*** 节选文本 ***

本文由 cf-code 本地题解库自动归档;公开内容以本地 AC/验证版本为准。

思路

cf2226E - Mental Monumental (Hard Version)

Pattern: prefix dynamic Hall conditions for nested intervals.

Reachability:

  • An element x can become target residue r iff x == r or x >= 2r + 1.
  • For mex k, reserve one exact copy for every present value r < k.
  • Missing targets must be covered by spare elements. A spare x can cover exactly targets r <= (x - 1) / 2.

Hall condition:

  • For every suffix of targets [t, k - 1],
    missing(t..k-1) <= spare elements with cap >= t.
  • Let C_ge(2t+1) be the total number of inserted values at least 2t+1.
  • Let D[l..r] be the number of distinct inserted values in that value interval.

*** 原始数据 ***

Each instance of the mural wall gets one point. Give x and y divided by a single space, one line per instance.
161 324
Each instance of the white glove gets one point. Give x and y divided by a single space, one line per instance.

***

接着上方关于 cf2226E 题解思路的节选,从最后一句之后往下续写。

■ 参考答案
  • The condition becomes:
    k - t <= C_ge(2t+1) + D[t..min(k-1, 2t)].

Split by whether 2t < k - 1.

  • Low half:
    h[t] = t + C_ge(2t+1) + D[t..2t], need h[t] >= k.
  • High half:
    D[t..k-1] = prefD[k-1] - prefD[t-1].
    g[t] = t + C_ge(2t+1) - prefD[t-1], need
    g[t] >= k - prefD[k-1].

Online updates for inserted value x:

  • It increases C_ge(2t+1) for all t <= (x - 1) / 2.
  • If it is the first occurrence of x, it increases D[t..2t] for ceil(x/2) <= t <= x.
  • If it is the first occurrence of x, it increases prefD[t-1] for t >= x+1, so g[t] gets -1 on [x+1, n].

Data structures:

  • Two lazy segment trees over t = 0..n store range minimums of h and g.
  • Fenwick over values 0..n stores distinct counts for prefD.
  • The answer for a prefix only increases; after each insertion, while can(ans+1) holds, increment.

Check:

  • Brute force bipartite matching for each prefix.
  • Stress random arrays with duplicates and values larger than n.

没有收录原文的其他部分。